Data:

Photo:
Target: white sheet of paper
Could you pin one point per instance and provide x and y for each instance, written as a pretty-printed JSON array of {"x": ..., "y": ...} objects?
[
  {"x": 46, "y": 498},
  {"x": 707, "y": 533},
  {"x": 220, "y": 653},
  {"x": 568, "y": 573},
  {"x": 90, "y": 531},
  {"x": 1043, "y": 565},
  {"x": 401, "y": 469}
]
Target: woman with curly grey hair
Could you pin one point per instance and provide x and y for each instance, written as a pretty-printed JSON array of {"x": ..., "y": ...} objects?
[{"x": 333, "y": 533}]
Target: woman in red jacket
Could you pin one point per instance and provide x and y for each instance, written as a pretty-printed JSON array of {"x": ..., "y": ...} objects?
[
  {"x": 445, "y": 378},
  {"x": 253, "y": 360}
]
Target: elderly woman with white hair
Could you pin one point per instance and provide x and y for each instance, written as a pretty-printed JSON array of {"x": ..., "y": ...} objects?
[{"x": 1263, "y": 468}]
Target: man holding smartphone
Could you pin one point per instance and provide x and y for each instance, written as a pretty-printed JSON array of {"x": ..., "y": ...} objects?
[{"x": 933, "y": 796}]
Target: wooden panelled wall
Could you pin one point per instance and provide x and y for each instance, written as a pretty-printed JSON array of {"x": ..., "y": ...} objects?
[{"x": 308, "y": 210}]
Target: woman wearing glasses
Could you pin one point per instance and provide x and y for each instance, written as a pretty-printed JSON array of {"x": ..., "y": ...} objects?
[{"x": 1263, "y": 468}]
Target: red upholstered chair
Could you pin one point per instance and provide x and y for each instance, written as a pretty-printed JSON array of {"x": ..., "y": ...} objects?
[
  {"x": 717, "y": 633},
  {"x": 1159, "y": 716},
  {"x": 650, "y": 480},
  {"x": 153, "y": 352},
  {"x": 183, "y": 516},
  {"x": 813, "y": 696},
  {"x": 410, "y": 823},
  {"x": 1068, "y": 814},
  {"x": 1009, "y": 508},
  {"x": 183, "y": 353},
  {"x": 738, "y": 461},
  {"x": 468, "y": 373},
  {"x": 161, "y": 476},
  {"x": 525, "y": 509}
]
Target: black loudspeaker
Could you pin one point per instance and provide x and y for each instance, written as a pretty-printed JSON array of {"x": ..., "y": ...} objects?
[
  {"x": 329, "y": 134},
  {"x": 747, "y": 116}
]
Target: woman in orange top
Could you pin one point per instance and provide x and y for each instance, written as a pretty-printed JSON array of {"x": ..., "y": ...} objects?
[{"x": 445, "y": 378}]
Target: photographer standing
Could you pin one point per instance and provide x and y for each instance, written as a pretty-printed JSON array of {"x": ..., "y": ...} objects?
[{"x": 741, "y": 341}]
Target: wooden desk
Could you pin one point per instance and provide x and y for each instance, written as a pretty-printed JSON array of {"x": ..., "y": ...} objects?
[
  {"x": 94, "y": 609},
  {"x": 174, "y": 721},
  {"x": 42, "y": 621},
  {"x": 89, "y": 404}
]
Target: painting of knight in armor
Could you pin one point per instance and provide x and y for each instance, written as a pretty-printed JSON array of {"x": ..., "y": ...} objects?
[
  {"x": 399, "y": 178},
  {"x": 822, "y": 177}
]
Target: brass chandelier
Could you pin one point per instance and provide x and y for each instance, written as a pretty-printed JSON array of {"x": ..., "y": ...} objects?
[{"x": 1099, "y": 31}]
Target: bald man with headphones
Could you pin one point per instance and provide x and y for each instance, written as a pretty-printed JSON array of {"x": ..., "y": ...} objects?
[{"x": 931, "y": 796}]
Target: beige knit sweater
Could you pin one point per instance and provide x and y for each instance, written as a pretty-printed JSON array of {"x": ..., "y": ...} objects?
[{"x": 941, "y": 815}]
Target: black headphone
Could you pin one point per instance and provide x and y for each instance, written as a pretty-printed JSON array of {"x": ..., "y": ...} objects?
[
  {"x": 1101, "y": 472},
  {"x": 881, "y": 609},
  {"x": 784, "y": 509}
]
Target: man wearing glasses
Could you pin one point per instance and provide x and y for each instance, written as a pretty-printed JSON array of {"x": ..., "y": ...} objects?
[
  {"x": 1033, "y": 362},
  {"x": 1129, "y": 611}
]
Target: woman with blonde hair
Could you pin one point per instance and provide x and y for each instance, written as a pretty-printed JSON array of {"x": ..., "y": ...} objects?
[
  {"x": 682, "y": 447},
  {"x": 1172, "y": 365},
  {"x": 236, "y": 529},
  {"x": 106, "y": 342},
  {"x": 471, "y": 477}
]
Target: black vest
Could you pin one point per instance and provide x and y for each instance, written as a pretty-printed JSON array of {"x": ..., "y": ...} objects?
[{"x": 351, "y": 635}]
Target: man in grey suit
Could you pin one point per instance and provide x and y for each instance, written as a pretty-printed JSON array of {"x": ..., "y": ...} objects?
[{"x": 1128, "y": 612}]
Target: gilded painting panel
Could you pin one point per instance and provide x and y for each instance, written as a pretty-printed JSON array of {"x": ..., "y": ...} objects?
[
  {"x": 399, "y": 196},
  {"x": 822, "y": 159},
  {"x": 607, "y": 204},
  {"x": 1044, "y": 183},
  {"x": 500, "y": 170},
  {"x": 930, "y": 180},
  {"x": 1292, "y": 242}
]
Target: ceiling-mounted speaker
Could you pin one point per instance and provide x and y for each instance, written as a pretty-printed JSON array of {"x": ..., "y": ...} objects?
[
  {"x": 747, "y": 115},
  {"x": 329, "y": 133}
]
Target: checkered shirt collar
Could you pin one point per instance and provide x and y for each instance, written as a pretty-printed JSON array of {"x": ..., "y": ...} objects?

Problem requirements: Transcribe each entry. Leave nothing out.

Solution below:
Photo:
Target: white sheet of paper
Could you pin one point per instance and provide x and y for each instance, written as a pretty-printed JSON array of {"x": ..., "y": ...} objects?
[
  {"x": 46, "y": 498},
  {"x": 707, "y": 533},
  {"x": 220, "y": 653},
  {"x": 568, "y": 573},
  {"x": 90, "y": 531},
  {"x": 1043, "y": 565},
  {"x": 401, "y": 469}
]
Target: woman with curly grey hair
Could you pin one point per instance and provide x and y for each instance, written as a pretty-printed JSON array of {"x": ..., "y": ...} objects?
[{"x": 333, "y": 533}]
Target: woman in red jacket
Could you pin one point per instance and provide x and y for each instance, written as a pretty-printed JSON array of {"x": ..., "y": ...} objects?
[
  {"x": 445, "y": 378},
  {"x": 253, "y": 360}
]
Target: elderly woman with white hair
Could you pin one point per instance and provide x and y for each instance, written as a pretty-printed JSON array of {"x": ..., "y": ...} objects?
[{"x": 1263, "y": 468}]
Target: man holding smartphone
Could you pin one point per instance and provide x and y for each instance, written as a pretty-printed JSON array of {"x": ..., "y": ...} objects?
[{"x": 933, "y": 796}]
Target: wooden panelled wall
Could you pin one point per instance and provide x and y for each instance, written as a pretty-printed JSON array of {"x": ..., "y": ...} objects?
[{"x": 308, "y": 210}]
Target: woman wearing glasses
Could you pin one point per instance and provide x and y for each instance, written as a pretty-printed JSON array of {"x": ..., "y": ...} objects?
[{"x": 1263, "y": 468}]
Target: red upholstered chair
Could you pin one point per instance and provide x and y for each instance, written as a pretty-printed JSON array of {"x": ..., "y": ...} objects?
[
  {"x": 717, "y": 633},
  {"x": 1159, "y": 716},
  {"x": 650, "y": 480},
  {"x": 153, "y": 352},
  {"x": 183, "y": 516},
  {"x": 813, "y": 696},
  {"x": 410, "y": 823},
  {"x": 1068, "y": 814},
  {"x": 1009, "y": 508},
  {"x": 183, "y": 353},
  {"x": 738, "y": 461},
  {"x": 468, "y": 373},
  {"x": 161, "y": 476},
  {"x": 525, "y": 509}
]
Target: black loudspeaker
Could you pin one point per instance and provide x and y for each instance, written as a pretty-printed JSON array of {"x": ..., "y": ...} objects?
[
  {"x": 329, "y": 134},
  {"x": 747, "y": 116}
]
Target: woman in orange top
Could you pin one point per instance and provide x and y for each instance, written as a pretty-printed JSON array of {"x": ..., "y": ...} objects?
[{"x": 445, "y": 378}]
Target: photographer standing
Could you pin one point per instance and provide x and y for each instance, written as a pretty-printed JSON array of {"x": ..., "y": ...} objects?
[{"x": 741, "y": 341}]
Target: wooden desk
Could you pin one point per instance and provide x and y for each instance, written as a pretty-printed JSON array of {"x": ..., "y": ...} objects?
[
  {"x": 94, "y": 609},
  {"x": 174, "y": 721},
  {"x": 42, "y": 621},
  {"x": 89, "y": 404}
]
Target: painting of knight in armor
Could you pin one point per instance and provide x and y for each instance, written as a pretty-printed JSON array of {"x": ..., "y": ...} objects?
[
  {"x": 399, "y": 178},
  {"x": 822, "y": 177}
]
Target: brass chandelier
Could you pin one point per instance and provide x and y for each instance, written as a pretty-printed JSON array of {"x": ..., "y": ...} objects?
[{"x": 1099, "y": 31}]
Target: bald man with headphones
Could you pin one point per instance and provide x and y for each instance, written as a pretty-printed JSON array of {"x": ..., "y": ...} objects?
[{"x": 931, "y": 796}]
Target: beige knit sweater
Could you pin one point per instance and provide x and y for each instance, written as a pretty-printed JSON array of {"x": ..., "y": ...} objects?
[{"x": 941, "y": 815}]
Target: black headphone
Could you pin one point per instance and provide x and y for each instance, written as a pretty-printed JSON array of {"x": ..., "y": ...} objects?
[
  {"x": 1101, "y": 472},
  {"x": 881, "y": 609},
  {"x": 784, "y": 509}
]
Target: man wearing glasses
Could you pin one point per instance and provide x and y for each instance, written as a pretty-printed JSON array of {"x": ..., "y": ...} objects?
[
  {"x": 1033, "y": 362},
  {"x": 1129, "y": 611}
]
Target: woman with blonde hair
Could you pin one point per instance and provide x and y for each instance, written as a pretty-printed JSON array of {"x": ..., "y": ...} objects?
[
  {"x": 682, "y": 447},
  {"x": 1172, "y": 365},
  {"x": 236, "y": 529},
  {"x": 106, "y": 342},
  {"x": 471, "y": 477}
]
Target: black vest
Could you pin one point per instance and provide x and y for each instance, written as a pretty-printed JSON array of {"x": ..., "y": ...} objects?
[{"x": 351, "y": 635}]
Target: man in grey suit
Could you pin one point per instance and provide x and y for each instance, written as a pretty-printed JSON array of {"x": ..., "y": ...} objects?
[{"x": 1128, "y": 612}]
Target: gilded painting panel
Could you pin one point per instance and provide x and y for each instance, written as a pretty-printed JSON array of {"x": ..., "y": ...} objects?
[
  {"x": 399, "y": 196},
  {"x": 822, "y": 159},
  {"x": 607, "y": 204},
  {"x": 1044, "y": 183},
  {"x": 500, "y": 170},
  {"x": 930, "y": 180},
  {"x": 1292, "y": 242}
]
Target: ceiling-mounted speaker
Could you pin one point per instance and provide x and y for each instance, written as a pretty-printed JSON array of {"x": ..., "y": ...} objects?
[
  {"x": 747, "y": 115},
  {"x": 329, "y": 133}
]
Target: checkered shirt collar
Could you pin one point per instance and provide x and y for each instance, written as a pretty-printed JSON array of {"x": ..., "y": ...} objects?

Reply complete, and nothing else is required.